Problem 1:
In the modeling and analysis text, how many primary concentrator elements did the SolTRACE model of the High-Flux Solar Furnace hardware use?

Source text:
#####

Modeling and Analysis. NREL has the following capabilities, which include software development, for modeling and analyzing a variety of concentrating solar power technologies: Solar Resource Maps; Optical Analysis and Modeling; Advanced Coatings Modeling and Analysis; Computational Fluid Dynamics (CFD); Systems Analysis; Concentrating Solar Deployment System; Job and Economic Development Impact (JEDI).

Solar Resource Maps. Three solar map options are available for concentrating solar power. Direct-Normal Solar Radiation Map of the U.S. Southwest covers all or part of the southwestern states of Arizona, California, Colorado, Nevada, New Mexico, Texas, and Utah. The map is an unfiltered version of the direct-normal data.

Filtered Direct-Normal Solar Radiation Maps for the U.S. Southwest States. We have developed direct-normal solar radiation maps for the U.S. Southwest that apply filters on the following attributes: solar resource (excludes areas below 6.0 kWh/m²/day), land availability (excludes national parks and other areas off limits to development), and land slope (excludes land having slopes >1% or >3%). This approach identifies the most economically suitable lands available for deploying large-scale CSP plants. Development of these maps was supported by NREL's Geographic Information Systems (GIS) team.

Solar Power Prospector Tool. This interactive mapping tool allows you to examine, distribute, and analyze solar resource data for the United States and northern Mexico. It assists in making decisions about optimal locations for CSP plants. You can explore temporal and spatial aspects of NREL's solar resource data and can download the resource data for use outside of the tool - for example, in the Solar Advisor Model.

SolTRACE has been used to model hardware installed at NREL's High-Flux Solar Furnace. This particular model used a single tracking heliostat element, 25 primary concentrator elements, and a single secondary concentrator element.

#####

Provided records:

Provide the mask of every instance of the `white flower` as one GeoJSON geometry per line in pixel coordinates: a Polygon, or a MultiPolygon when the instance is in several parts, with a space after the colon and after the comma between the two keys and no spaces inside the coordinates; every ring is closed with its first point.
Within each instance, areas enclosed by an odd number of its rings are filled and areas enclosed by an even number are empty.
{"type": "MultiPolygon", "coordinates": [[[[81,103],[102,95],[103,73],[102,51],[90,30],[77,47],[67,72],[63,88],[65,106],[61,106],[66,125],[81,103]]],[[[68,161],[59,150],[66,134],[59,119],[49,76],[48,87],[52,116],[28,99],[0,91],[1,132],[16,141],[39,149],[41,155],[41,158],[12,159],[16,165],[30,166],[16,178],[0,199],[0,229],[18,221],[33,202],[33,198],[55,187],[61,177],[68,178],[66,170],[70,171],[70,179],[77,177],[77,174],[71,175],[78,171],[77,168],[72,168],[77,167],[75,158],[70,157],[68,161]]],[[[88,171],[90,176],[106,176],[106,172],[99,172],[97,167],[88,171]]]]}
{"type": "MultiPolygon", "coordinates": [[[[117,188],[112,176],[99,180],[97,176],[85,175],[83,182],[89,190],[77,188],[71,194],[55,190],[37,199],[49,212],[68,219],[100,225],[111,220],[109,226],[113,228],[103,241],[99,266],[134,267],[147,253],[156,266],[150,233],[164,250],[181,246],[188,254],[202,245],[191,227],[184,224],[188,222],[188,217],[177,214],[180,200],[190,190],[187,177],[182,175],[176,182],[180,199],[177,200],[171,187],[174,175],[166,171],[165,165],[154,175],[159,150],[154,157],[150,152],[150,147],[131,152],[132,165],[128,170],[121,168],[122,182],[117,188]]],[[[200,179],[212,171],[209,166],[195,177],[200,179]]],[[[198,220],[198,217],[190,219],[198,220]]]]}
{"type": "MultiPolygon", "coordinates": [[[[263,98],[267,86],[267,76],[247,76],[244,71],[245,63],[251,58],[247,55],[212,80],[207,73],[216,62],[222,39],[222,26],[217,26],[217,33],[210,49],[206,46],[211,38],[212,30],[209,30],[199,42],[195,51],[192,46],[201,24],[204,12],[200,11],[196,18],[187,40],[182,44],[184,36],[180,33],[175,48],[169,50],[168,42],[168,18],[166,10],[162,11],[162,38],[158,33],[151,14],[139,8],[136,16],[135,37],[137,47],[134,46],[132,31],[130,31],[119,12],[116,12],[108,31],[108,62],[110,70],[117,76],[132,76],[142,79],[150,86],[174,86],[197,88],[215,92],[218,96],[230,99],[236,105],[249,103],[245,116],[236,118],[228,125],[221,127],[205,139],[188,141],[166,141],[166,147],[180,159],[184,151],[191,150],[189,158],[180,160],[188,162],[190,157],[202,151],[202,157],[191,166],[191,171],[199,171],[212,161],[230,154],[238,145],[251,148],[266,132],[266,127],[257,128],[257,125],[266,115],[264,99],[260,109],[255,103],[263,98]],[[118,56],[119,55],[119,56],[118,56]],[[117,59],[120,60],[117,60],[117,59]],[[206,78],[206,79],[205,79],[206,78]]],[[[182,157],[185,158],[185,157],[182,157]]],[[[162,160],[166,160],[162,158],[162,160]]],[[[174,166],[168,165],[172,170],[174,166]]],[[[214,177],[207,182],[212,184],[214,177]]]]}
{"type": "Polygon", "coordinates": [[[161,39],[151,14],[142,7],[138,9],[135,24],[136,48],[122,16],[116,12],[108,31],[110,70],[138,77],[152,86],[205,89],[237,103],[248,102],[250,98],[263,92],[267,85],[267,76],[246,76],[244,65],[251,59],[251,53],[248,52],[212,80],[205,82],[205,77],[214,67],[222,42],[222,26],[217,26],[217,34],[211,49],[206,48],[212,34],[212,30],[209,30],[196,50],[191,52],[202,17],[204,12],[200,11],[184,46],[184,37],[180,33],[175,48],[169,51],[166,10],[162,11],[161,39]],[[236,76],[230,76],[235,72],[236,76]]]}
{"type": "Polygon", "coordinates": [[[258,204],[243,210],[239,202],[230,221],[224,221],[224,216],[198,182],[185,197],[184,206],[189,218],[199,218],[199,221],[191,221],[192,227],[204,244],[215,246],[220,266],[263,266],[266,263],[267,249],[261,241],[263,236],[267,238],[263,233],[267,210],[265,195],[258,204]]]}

#####

Problem 2:
Filter the records, keeping each line that contains the string "even". Case counts.

Task output 1:
25

Task output 2:
Within each instance, areas enclosed by an odd number of its rings are filled and areas enclosed by an even number are empty.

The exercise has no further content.